## What is expected
Pull out every line in the entries below that contains the word "bare", and copy each one in full.

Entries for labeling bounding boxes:
--- Start ---

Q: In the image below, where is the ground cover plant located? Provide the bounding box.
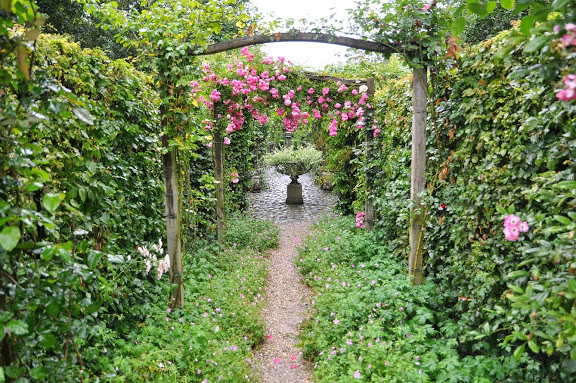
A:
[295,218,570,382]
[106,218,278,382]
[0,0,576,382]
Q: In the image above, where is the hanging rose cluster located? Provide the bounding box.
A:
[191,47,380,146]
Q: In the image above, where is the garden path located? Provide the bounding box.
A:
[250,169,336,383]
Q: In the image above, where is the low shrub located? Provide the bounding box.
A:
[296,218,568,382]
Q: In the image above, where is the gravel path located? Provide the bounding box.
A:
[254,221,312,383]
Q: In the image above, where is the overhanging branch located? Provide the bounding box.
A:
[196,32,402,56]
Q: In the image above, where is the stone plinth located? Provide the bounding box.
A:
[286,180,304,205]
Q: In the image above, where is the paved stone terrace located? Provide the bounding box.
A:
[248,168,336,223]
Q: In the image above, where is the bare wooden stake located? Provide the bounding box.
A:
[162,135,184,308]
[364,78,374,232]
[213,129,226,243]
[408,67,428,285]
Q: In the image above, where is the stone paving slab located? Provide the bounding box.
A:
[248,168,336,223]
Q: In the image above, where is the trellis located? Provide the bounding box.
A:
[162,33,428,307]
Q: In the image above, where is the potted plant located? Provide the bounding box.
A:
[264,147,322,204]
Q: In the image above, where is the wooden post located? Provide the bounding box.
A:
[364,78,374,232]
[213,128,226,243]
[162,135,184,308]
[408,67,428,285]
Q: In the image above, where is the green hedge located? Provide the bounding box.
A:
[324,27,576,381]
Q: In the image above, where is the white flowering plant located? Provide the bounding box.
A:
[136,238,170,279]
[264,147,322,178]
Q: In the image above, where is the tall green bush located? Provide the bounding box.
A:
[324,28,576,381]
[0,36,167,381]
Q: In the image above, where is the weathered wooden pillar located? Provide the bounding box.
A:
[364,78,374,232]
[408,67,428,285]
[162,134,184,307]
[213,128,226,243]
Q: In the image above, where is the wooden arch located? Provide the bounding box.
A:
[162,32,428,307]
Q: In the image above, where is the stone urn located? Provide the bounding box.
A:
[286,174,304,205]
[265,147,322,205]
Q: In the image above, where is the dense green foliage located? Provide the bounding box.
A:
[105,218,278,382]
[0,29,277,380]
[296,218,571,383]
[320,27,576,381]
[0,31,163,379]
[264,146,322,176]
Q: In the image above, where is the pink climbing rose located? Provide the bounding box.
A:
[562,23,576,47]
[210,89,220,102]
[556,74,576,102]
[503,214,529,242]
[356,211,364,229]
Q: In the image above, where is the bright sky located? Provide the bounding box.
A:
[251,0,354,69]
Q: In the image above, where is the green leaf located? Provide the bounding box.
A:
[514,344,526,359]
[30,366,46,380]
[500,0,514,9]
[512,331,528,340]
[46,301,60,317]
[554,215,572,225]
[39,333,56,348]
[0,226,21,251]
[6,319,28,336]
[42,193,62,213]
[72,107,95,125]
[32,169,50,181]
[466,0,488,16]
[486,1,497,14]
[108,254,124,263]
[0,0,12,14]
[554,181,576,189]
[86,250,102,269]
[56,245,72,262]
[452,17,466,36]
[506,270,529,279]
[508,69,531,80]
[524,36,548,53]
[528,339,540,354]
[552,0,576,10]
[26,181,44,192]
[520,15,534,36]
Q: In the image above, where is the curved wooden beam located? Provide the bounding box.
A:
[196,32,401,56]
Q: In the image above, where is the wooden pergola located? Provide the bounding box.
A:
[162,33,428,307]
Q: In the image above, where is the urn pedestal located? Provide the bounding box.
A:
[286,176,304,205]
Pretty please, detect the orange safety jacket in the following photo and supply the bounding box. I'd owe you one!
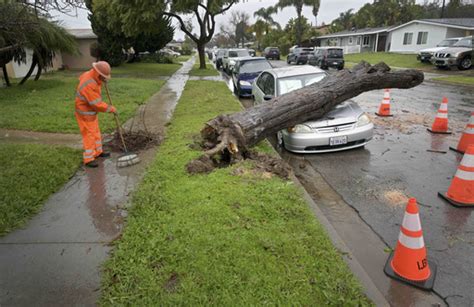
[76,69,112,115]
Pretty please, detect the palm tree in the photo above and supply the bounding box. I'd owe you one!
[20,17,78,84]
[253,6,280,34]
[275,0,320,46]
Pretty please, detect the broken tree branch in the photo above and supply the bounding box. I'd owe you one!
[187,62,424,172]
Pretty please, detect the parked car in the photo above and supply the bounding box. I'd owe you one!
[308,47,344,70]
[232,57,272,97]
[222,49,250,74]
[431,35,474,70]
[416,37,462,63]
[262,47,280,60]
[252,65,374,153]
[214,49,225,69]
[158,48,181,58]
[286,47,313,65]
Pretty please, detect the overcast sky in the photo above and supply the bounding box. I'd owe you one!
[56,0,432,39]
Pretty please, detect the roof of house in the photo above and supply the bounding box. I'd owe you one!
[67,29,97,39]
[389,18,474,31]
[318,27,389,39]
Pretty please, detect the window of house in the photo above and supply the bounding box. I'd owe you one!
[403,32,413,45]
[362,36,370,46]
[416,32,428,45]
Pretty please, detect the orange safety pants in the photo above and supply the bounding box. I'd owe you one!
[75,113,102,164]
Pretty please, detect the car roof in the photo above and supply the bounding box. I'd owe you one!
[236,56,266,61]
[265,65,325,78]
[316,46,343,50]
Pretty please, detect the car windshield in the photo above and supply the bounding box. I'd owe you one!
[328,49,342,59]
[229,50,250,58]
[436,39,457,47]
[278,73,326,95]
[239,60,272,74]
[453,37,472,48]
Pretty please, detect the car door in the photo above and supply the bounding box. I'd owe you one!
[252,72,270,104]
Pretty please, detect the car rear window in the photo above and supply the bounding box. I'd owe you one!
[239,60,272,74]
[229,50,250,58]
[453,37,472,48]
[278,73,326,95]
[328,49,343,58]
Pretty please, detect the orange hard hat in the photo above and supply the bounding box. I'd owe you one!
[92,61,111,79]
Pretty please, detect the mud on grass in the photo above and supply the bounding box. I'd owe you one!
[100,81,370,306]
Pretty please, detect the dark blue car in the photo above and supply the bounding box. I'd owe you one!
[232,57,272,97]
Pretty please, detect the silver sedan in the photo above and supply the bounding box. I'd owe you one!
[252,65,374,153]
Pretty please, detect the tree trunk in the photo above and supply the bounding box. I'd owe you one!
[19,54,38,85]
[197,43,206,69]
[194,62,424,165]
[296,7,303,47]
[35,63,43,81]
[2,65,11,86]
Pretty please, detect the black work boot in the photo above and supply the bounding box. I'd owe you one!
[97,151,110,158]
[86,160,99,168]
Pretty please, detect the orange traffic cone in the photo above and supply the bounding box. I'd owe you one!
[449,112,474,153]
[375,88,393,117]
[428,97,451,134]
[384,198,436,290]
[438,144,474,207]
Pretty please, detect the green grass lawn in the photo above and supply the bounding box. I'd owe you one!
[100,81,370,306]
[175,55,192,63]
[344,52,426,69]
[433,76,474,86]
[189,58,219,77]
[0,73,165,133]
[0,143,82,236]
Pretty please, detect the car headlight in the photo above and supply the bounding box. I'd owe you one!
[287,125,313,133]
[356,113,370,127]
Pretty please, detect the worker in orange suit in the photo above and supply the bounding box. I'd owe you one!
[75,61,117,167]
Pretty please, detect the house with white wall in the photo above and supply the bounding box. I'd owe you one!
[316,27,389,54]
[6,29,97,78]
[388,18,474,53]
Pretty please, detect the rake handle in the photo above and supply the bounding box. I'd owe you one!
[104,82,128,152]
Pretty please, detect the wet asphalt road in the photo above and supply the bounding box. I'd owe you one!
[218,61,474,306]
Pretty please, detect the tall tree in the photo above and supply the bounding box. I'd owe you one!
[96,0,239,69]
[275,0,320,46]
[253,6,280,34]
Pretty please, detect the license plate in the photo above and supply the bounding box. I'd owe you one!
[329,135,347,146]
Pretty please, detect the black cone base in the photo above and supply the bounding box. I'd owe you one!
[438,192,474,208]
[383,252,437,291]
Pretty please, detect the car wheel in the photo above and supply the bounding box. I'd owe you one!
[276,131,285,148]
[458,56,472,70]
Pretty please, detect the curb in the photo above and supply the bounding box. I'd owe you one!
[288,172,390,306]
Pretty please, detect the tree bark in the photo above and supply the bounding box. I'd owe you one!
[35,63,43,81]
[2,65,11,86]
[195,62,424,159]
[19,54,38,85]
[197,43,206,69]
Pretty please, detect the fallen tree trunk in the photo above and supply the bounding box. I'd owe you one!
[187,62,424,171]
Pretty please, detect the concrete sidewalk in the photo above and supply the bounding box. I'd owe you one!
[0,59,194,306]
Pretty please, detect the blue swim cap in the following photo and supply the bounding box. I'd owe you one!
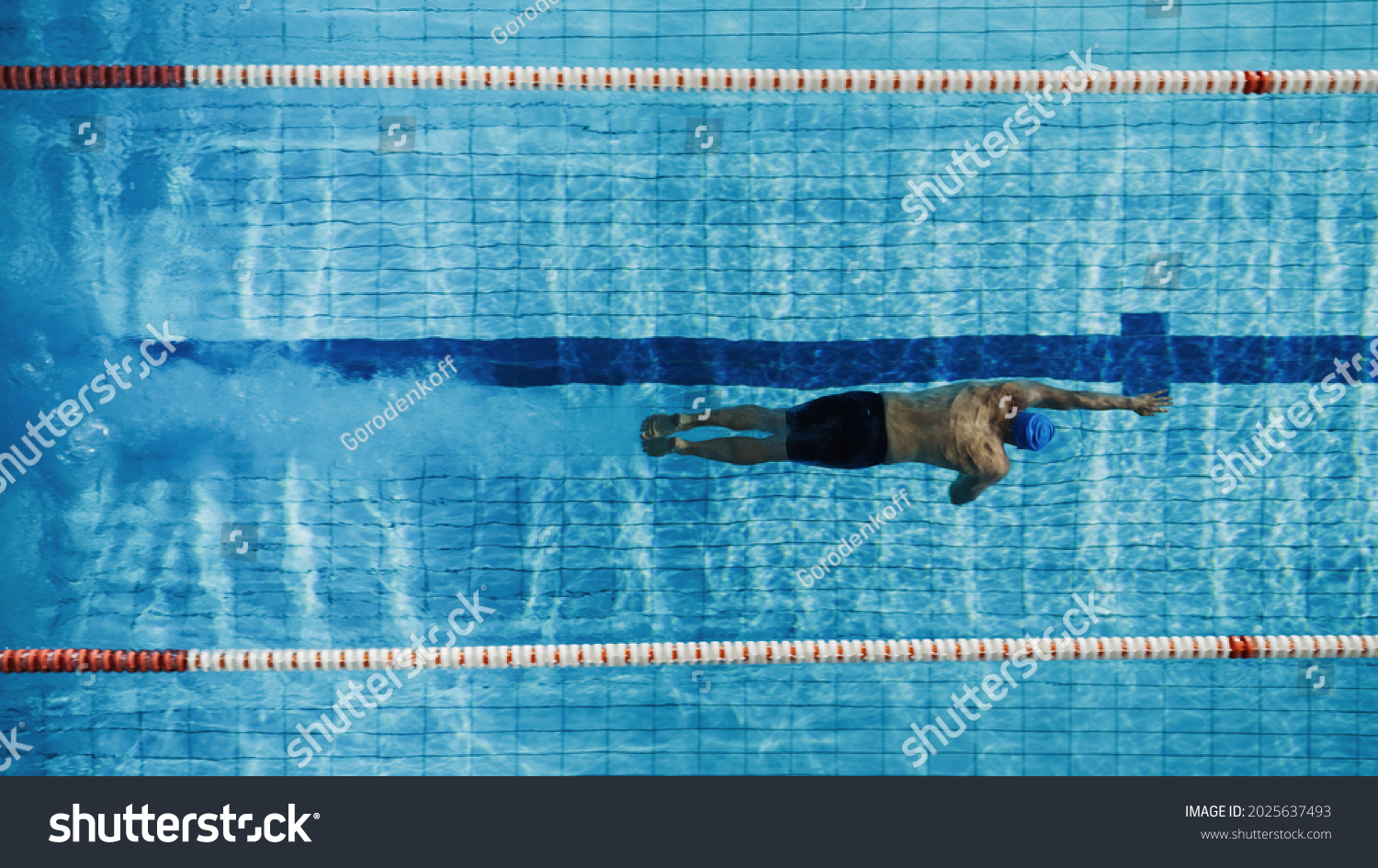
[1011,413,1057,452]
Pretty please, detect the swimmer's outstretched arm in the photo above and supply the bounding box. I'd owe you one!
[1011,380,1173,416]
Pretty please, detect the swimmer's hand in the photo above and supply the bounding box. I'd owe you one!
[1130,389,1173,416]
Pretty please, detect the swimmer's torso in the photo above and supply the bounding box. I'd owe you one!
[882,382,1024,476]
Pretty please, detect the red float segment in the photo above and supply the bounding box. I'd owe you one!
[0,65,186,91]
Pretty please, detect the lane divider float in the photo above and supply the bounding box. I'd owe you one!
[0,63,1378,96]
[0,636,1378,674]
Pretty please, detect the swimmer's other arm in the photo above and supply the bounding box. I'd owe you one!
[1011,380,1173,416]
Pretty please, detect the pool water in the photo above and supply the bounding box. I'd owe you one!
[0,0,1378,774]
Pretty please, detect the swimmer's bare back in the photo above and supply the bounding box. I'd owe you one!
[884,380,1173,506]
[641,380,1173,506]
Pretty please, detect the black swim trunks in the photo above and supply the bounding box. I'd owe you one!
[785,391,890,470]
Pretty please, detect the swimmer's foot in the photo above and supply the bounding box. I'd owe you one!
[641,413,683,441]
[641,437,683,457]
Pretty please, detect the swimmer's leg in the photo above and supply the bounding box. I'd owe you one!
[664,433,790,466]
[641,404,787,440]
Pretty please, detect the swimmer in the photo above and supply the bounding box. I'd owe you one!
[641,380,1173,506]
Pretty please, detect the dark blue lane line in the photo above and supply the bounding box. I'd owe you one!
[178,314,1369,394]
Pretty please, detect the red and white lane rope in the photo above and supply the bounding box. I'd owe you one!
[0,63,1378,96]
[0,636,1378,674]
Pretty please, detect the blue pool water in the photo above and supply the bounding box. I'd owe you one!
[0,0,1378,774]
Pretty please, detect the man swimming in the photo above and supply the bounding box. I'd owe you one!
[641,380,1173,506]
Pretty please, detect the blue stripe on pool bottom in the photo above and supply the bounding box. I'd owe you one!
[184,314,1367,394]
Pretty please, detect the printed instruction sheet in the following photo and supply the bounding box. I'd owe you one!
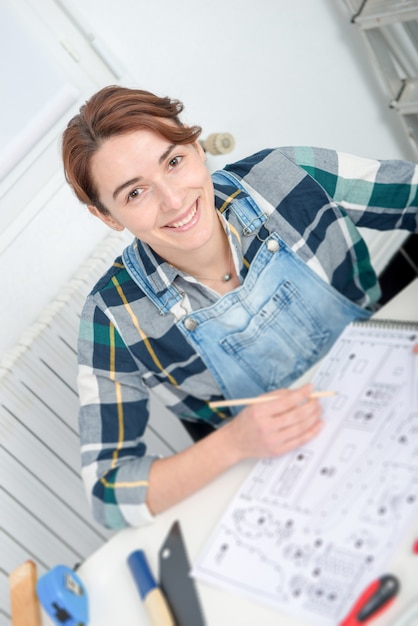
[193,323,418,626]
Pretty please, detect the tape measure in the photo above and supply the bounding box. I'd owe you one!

--- End ---

## In response
Q: In the image above, where is the bare wooden stake located? Provide the bounding box.
Pretty please, detect the swimmer's bare back in the photo above and supply the bounding box. I'd owe you one!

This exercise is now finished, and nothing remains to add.